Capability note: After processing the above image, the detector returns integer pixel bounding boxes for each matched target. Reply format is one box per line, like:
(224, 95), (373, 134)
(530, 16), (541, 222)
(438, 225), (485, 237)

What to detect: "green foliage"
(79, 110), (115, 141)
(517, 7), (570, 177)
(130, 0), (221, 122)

■ TASK INSTRUCTIONS:
Extract every line of the records above and reproduce each one unchanged, in its original order.

■ TASK RESPONSE:
Capability note: After processing the above image, the detector returns integer pixel bounding boxes for each matched target. Reply format is one box per line, like:
(224, 95), (373, 134)
(530, 16), (541, 222)
(438, 225), (485, 237)

What to detect: "green foliage"
(79, 110), (115, 141)
(517, 7), (570, 177)
(130, 0), (221, 122)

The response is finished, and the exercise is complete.